▶ _課題 1_
提示文について、次の問いに答えてください。
(a) 法人化すると、欠損金は何年間繰り越しできますか。
(b) レバレッジの規制は、過去にどの倍率で相次いで強化されましたか。
(c) 個人がFXで利益を得た場合、課税される税率は合計で何%ですか。

FXの法人化をするメリットは?
「欠損金を10年間繰り越しできる」「経費の範囲を拡大できる」「決算期の選択が自由になる」「他事業との損益通算が可能になる」といったメリットがあります。
FXの法人化をするデメリットは?
「設立・維持に費用がかかる」「会社のお金を自由に使えない」「社会保険料コストがかかる」「赤字でも納税義務が発生」といったデメリットがあります。
「欠損金を10年間繰り越しできる」「経費の範囲を拡大できる」「決算期の選択が自由になる」「他事業との損益通算が可能になる」といったメリットがあります。
「設立・維持に費用がかかる」「会社のお金を自由に使えない」「社会保険料コストがかかる」「赤字でも納税義務が発生」といったデメリットがあります。
FXの法人化を目指す目的は、「節税」と「ハイレバレッジ」にあると言われます。しかし、節税には必ずクリアすべき条件がつきますし、レバレッジの高さは、「益」だけではなく相応のリスクにつながるため、過去に50倍、25倍と相次いで規制が強化されてきました。
これらの事情を踏まえ、以下、解説を進めていきます。
FX法人化で節税効果を得るためには、まずFXに関する課税制度を知る必要があります。
個人がFXで利益を得た場合は、「先物取引に係る雑所得等」として、利益に対して所得税15%、住民税5%、復興特別所得税0.315%(所得税の2.1%を2037年12月31日まで)の計20.315%が課税されます。
この手続きは、「総合課税における確定申告」ではなく、「申告分離課税」として区分されるため、他の事業所得との損益通算ができない点に注意が必要です。

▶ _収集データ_
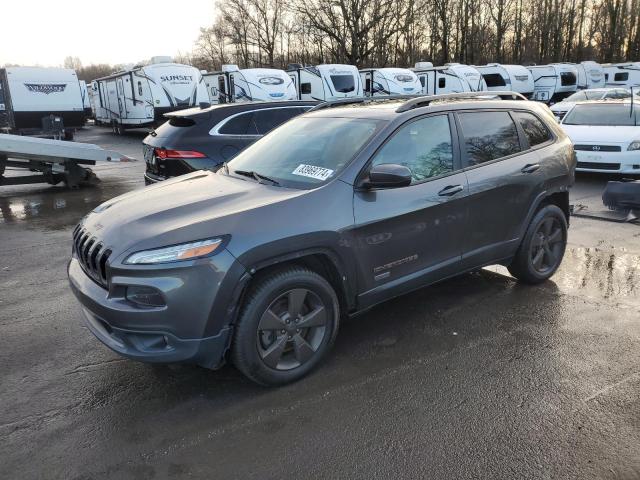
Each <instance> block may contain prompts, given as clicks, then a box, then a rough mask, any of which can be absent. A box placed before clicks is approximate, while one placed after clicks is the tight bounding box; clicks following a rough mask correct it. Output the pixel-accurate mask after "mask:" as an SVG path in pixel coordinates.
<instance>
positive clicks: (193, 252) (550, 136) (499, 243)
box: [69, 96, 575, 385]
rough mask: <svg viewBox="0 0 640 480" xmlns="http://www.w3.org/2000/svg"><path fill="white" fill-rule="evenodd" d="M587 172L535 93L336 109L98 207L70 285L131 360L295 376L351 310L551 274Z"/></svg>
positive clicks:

▶ _課題 2_
収集データのうち、「rough mask: <svg」を含む行から末尾までを書き直し、「white」を「black」に差し替えてください。ほかの部分は変えないでください。

▶ _課題への回答 1_
(a) 10年間
(b) 50倍、25倍
(c) 20.315%

▶ _課題への回答 2_
rough mask: <svg viewBox="0 0 640 480" xmlns="http://www.w3.org/2000/svg"><path fill="black" fill-rule="evenodd" d="M587 172L535 93L336 109L98 207L70 285L131 360L295 376L351 310L551 274Z"/></svg>
positive clicks:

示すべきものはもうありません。